Anyway, Priestley is marvelous. So many of these entries feel like they could’ve been written yesterday; I’ve been resisting the temptation to write about them all. (It does, however, give me great pleasure to see Robin blogging about bits from the copy I sent him. I love it when a gift finds its mark.)

They are both darkness: they are both lights.

(All these quotes are from A Handbook of Disappointed Fate, Boyer’s collection of essays on poetry, illness, avant-garde creative movements, mutual aid, reading, and crushes.)

After I got sick in late summer 2014, I followed U.S. poetry only from afar, as if walking by a shop window and glancing at it through a glass, even the most necessary uproar too expensive to my health for me to even think of buying […]

This rang so true to how these last two years have changed my relationship to the comics industry—a space I never felt particularly enmeshed in to begin with. Every discussion of online drama or publishing upset or new technology costs far more than I have capacity or inclination to spend. A relief, in some ways, to have that decision taken away from me.

My time in the time of illness has been unmeasurable or ir-measured or a-measured. Yet despite how this time can no longer steadily or predictably submit itself to clocks and calendars, for survival’s sake I still have to try to measure it.

Underlined this because I’m doing my annual workbook on the couch right now, surrounded by a corona of calendar pages and journals and sketchbooks, trying to piece together the fragments of a lost year.

The harm can be studied like anything, every wept tear a textbook, every minute of shallow breathing a monograph, seven hours and fourteen minutes of a sleepless night a textbook a tedious-to-read but potentially useful dissertation on having existed.

It is not as if what is true, right, urgent, and necessary is a light, and what is harm is the darkness. They are both darkness: they are both lights.

yes yes yes yes

15. There will be a lot of sewing last year’s fragments with this year’s threads.

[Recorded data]
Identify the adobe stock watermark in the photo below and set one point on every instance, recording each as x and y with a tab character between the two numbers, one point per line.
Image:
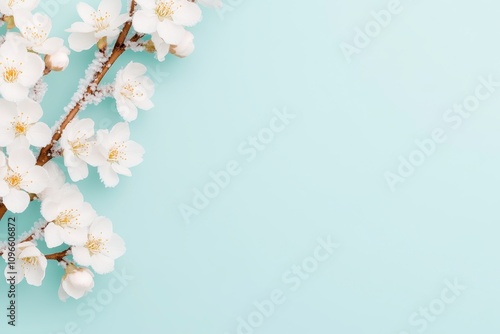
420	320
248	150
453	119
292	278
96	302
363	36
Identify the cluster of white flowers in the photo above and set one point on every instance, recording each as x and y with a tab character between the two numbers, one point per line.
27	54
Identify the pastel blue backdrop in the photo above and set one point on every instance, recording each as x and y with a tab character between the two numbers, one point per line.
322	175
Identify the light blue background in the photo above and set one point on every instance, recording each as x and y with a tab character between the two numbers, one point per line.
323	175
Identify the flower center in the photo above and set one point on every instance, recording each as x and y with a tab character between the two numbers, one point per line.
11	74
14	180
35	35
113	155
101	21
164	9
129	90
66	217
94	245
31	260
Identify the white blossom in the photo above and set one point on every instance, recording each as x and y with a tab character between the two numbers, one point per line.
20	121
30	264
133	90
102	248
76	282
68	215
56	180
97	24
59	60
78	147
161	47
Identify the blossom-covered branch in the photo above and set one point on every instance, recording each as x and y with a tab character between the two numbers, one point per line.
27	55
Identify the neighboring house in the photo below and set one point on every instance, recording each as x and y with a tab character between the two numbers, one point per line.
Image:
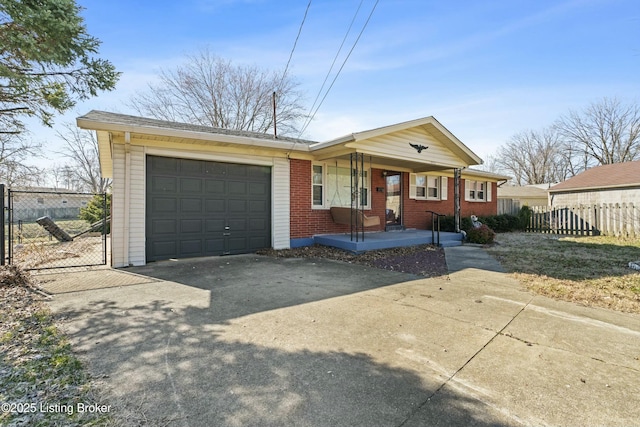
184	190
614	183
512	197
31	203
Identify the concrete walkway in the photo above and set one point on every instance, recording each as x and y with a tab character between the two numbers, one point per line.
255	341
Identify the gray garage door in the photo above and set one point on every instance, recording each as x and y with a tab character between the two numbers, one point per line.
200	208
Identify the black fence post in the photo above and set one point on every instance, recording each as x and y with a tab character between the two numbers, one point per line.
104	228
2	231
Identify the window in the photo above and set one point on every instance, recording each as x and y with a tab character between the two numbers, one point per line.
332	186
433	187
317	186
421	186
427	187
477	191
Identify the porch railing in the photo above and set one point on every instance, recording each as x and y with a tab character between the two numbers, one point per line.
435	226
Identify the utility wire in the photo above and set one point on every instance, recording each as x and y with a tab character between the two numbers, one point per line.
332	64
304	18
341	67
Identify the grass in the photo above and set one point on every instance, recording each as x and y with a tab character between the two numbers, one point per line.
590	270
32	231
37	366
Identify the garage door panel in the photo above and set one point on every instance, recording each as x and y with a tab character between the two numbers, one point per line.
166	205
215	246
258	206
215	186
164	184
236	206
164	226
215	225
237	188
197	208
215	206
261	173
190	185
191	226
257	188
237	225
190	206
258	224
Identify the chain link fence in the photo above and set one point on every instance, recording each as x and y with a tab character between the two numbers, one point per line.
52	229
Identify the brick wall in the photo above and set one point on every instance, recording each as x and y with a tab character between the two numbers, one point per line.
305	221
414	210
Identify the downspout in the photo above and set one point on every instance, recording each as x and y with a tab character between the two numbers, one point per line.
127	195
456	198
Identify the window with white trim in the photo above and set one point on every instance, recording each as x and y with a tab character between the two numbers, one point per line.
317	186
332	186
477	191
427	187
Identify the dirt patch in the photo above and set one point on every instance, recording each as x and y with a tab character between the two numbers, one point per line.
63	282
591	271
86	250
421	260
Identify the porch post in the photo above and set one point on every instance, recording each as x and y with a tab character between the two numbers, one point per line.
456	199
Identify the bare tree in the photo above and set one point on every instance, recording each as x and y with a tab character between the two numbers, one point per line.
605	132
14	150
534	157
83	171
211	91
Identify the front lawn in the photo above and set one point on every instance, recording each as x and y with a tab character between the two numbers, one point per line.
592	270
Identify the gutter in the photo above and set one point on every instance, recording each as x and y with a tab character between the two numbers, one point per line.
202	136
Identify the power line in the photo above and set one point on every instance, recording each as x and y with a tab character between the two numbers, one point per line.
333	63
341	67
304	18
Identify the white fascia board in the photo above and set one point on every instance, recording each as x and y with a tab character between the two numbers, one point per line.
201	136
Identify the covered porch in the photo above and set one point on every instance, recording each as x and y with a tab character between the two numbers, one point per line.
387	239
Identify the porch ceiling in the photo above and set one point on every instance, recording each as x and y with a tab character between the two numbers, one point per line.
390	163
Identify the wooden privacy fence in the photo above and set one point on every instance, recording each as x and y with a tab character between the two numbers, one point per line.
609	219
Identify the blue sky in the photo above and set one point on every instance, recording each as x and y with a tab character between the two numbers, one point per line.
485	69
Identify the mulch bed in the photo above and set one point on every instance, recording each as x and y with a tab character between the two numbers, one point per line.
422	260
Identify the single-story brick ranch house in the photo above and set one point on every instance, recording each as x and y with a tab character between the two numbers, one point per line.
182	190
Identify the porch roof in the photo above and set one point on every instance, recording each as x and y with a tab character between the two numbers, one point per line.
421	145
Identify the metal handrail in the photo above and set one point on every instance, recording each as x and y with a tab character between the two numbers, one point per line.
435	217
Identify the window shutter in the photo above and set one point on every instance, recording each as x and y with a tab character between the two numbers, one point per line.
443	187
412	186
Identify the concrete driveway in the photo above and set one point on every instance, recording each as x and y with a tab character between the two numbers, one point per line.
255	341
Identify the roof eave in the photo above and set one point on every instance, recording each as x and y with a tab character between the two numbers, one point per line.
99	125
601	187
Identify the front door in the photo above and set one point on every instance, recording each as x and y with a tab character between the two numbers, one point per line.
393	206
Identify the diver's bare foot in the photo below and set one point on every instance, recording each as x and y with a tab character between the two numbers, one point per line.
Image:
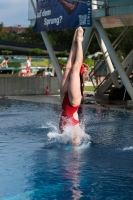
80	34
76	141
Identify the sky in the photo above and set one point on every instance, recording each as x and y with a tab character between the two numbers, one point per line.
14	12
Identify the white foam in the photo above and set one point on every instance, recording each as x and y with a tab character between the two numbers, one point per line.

--- To be done ---
(1) According to the reading notes, which collection are the quotes from?
(2) In the rows, change the part that opens with the line containing "Identify the front door" and runs through the last row: replace "instance" with "occurrence" and leave everything else as it is. Give only that part, without the pictures.

--- Answers for this exercise ---
(1) The quotes are from A Handbook of Disappointed Fate, Boyer’s collection of essays on poetry, illness, avant-garde creative movements, mutual aid, reading, and crushes.

(2)
Identify the front door in the photo above and set one point on every occurrence, recording each as x and y with a tab character between the two numbers, one point per line.
393	206
Identify the diver's bare foot in the photo below and set one point on every occurrence, recording each as x and y with a tab character between the two numbers, one point per line.
Image:
80	34
76	141
Identify the sky in the photo above and set one point on every occurrence, recording each as x and y with a tab character between the two numbers, one point per line.
14	12
Identify the white foam in the photo above and set one point on every occurrence, recording each as x and y with a tab character between the two numbers, one point per line.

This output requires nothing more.